Challenge A
Reproduce the passage of the Jerichow film text from "Jerichow is a" to "James M. Cain." word for word.
Challenge B
Pick up the text about the film Jerichow after its final sentence and write the next part.

Jerichow is a 2008 German drama film written and directed by Christian Petzold. It is loosely inspired by the 1934 American novel The Postman Always Rings Twice by James M. Cain.

The film was invited into the competition of the 65th Venice Film Festival, as the first film to be shown, and was also nominated for the 2009 German Film Prize in the Best Feature Film and Best Director categories. The official German premiere was on 8 January 2009.  The American showings were in German with English subtitles. As the title suggests, the film takes place in the German town of Jerichow.

Plot summary
Thomas, a German veteran of the war in Afghanistan, helps Ali, a Turkish entrepreneur, after he crashes his car due to driving drunk. Ali hires Thomas, and Thomas and Laura, Ali's wife, start having an affair. As the drama unfolds, violence starts.

Record excerpts
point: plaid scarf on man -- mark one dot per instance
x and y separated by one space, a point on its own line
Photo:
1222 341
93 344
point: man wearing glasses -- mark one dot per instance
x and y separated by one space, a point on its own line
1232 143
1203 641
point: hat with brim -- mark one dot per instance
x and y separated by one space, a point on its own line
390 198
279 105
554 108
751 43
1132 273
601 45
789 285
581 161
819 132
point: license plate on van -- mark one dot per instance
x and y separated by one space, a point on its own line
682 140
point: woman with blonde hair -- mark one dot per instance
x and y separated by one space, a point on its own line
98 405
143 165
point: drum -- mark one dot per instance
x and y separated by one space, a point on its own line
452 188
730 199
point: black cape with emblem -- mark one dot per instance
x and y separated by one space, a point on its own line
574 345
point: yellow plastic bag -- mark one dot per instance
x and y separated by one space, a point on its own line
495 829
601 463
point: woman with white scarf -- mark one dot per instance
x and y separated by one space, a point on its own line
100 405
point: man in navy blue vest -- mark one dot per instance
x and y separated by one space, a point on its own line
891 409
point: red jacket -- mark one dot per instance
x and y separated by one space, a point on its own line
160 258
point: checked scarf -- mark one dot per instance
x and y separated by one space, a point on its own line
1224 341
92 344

* * *

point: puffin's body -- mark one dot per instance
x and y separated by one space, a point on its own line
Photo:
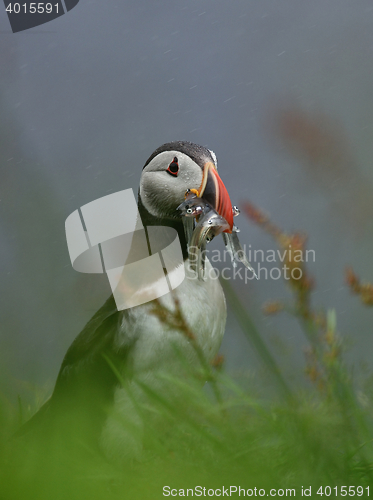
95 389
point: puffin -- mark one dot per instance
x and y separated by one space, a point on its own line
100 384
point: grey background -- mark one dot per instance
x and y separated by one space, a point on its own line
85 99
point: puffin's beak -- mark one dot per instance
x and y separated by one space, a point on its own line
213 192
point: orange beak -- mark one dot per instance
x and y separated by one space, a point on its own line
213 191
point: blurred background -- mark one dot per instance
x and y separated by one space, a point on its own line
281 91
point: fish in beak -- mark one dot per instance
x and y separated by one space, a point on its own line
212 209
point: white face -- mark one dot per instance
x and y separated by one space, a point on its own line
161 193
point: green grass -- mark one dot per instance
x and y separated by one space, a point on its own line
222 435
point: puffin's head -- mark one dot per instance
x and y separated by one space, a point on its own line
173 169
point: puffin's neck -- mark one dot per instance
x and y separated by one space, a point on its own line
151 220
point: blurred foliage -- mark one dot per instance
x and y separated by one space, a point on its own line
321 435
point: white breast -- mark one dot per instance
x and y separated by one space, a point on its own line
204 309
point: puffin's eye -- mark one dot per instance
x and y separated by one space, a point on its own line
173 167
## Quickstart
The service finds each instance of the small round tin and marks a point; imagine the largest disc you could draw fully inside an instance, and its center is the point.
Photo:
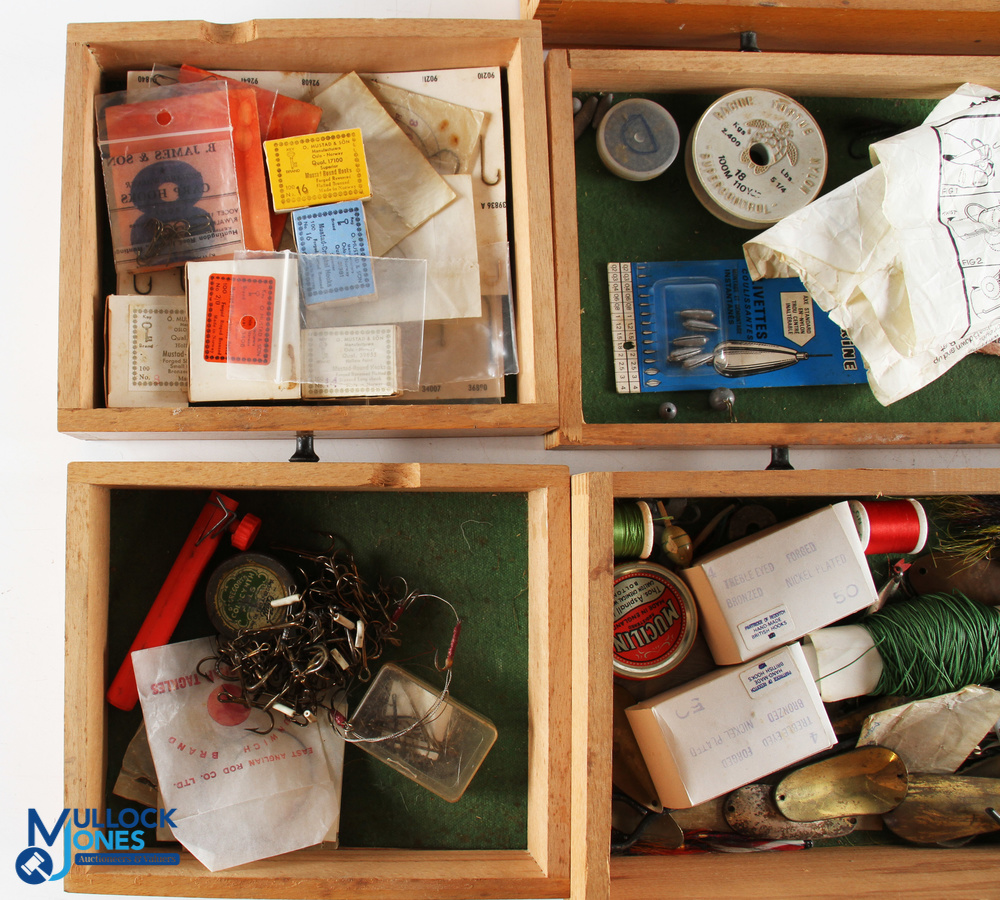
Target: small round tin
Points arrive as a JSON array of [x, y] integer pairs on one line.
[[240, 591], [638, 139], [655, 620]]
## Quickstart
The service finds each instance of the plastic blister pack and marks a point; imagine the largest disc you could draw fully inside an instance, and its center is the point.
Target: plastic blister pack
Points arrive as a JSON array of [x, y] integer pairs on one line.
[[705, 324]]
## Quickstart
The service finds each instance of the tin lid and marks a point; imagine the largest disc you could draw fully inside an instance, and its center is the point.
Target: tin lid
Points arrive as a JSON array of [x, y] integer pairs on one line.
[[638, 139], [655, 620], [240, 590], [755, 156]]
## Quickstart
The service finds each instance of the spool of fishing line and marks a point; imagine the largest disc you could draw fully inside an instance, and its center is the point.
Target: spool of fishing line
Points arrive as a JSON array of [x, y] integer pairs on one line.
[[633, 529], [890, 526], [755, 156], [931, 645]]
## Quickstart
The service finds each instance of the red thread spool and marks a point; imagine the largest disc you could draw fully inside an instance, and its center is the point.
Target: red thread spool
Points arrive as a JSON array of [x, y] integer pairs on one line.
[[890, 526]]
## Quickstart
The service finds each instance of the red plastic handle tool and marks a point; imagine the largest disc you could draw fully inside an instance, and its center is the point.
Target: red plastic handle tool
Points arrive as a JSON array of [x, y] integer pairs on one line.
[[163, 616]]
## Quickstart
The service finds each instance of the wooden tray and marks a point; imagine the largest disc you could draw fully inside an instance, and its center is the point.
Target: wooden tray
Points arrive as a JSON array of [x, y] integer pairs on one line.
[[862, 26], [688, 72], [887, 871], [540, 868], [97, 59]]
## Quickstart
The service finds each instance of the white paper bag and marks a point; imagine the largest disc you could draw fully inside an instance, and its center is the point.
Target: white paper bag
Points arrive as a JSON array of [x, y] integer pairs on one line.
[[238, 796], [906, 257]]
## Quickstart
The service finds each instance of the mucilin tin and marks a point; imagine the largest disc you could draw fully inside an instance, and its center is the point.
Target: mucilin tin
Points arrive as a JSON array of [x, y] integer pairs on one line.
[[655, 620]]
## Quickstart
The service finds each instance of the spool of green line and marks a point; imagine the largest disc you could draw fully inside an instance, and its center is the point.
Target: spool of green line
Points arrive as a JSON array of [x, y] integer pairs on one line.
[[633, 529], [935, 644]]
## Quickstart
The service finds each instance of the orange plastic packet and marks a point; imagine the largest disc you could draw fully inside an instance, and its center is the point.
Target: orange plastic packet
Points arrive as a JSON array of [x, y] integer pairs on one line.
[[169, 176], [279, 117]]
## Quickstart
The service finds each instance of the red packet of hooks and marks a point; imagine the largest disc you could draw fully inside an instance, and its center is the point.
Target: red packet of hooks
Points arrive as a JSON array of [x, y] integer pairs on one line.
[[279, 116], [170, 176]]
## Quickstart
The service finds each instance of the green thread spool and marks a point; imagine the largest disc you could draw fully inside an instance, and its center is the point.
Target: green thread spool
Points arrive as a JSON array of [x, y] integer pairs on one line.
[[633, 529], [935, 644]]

Task response A
Jerichow is a 2008 German drama film written and directed by Christian Petzold. It is loosely inspired by the 1934 American novel The Postman Always Rings Twice by James M. Cain.

Task response B
Cast
Benno Fürmann as Thomas
Nina Hoss as Laura
Hilmi Sözer as Ali Özkan
André Hennicke as Leon 
Claudia Geisler as Clerical assistant
Marie Gruber as Cashier
Knut Berger as Policeman

Reception
Wesley Morris, a writer for The Boston Globe, liked the film despite what he called silly romance and even sillier suspense. In a review for Philadelphia Weekly, Matt Prigge gave the film a mixed review with a B rating. Roderick Conway Morris, of International Herald Tribune, complimented the performances of the three actors. Roger Ebert gave the film a positive review, saying "Petzold, who also wrote the script, doesn't make level one thrillers, and his characters may be smarter than us, or dumber".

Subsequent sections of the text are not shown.